- **Source extract**:

Salads are the best ever with vineripened tomatoes, cucumbers, fresh lettuce, maybe green peppers and onions or scallions. Or maybe we will have a platter of thickly sliced blood-red tomatoes with fresh basil chopped and sprinkled over them or cucumbers and onions swimming in vinegar and water and flavored with a little fresh dill.
The main course might be kabobs with summer squash, onions, pepper, green or pink cherry tomatoes, and some red meat. Then again we might grill some fish or chicken along with zucchini, whole onions, and potatoes.
Sometimes I feel like a bear trying to eat enough to get through the winter. It is clear these evenings that winter is the next season. The first frost is the most unmistakable indication. The first frost leaves a large portion of the garden covered with a network of dead vines. The tomato patch is a tangle of dead plants and squishy tomatoes.
With the first frost to be followed in a couple of months by frozen ground, we basically have three options: We can clear away all the crop residue and/or till the soil. We can cover the garden with something to protect it from the elements. Or we can do nothing, leaving the garden as it is at the end of the growing season.
Good Bug Advice Gone Bad
Clearing away the plant residue and tilling the soil is the most often recommended end-of-season treatment of a garden. You've heard such advice from near and far. The reason for this is that some insects that can damage crops might be disturbed and perhaps destroyed in the process. The moths that give birth to cutworms lay eggs on grass stems in the fall, and the grubs winter over in the soil. No grass stems in the garden, no cutworms.
Corn borers winter over in the stalks of corn and in some weed stems. Get rid of the winter harbor of the corn borer and you get rid of the corn borer. Colorado potato beetles winter over in the soil. Till the soil and you expose the beetles, where they may get eaten.

- **Goal**:
Please copy the stretch of the garden passage above from "Good Bug Advice" through "may get eaten.", word for word.

- **Dataset content**:
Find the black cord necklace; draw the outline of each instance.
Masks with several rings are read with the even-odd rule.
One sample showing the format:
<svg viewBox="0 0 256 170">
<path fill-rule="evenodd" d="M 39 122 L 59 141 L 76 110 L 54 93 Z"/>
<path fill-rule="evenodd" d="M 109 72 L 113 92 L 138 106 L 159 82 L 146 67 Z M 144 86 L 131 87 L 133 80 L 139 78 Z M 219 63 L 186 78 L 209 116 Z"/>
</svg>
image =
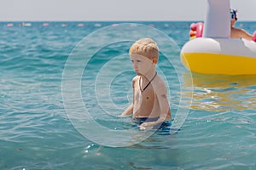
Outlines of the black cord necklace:
<svg viewBox="0 0 256 170">
<path fill-rule="evenodd" d="M 143 88 L 143 90 L 142 89 L 142 87 L 141 87 L 141 79 L 142 79 L 142 76 L 140 76 L 140 80 L 139 80 L 139 87 L 140 87 L 140 90 L 141 92 L 144 92 L 145 89 L 148 88 L 148 86 L 149 86 L 149 84 L 152 82 L 152 81 L 154 79 L 154 77 L 156 76 L 157 75 L 157 72 L 155 71 L 155 74 L 154 76 L 153 76 L 153 78 L 149 81 L 149 82 L 145 86 L 145 88 Z"/>
</svg>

- **Response below**:
Good Bug Advice Gone Bad
Clearing away the plant residue and tilling the soil is the most often recommended end-of-season treatment of a garden. You've heard such advice from near and far. The reason for this is that some insects that can damage crops might be disturbed and perhaps destroyed in the process. The moths that give birth to cutworms lay eggs on grass stems in the fall, and the grubs winter over in the soil. No grass stems in the garden, no cutworms.
Corn borers winter over in the stalks of corn and in some weed stems. Get rid of the winter harbor of the corn borer and you get rid of the corn borer. Colorado potato beetles winter over in the soil. Till the soil and you expose the beetles, where they may get eaten.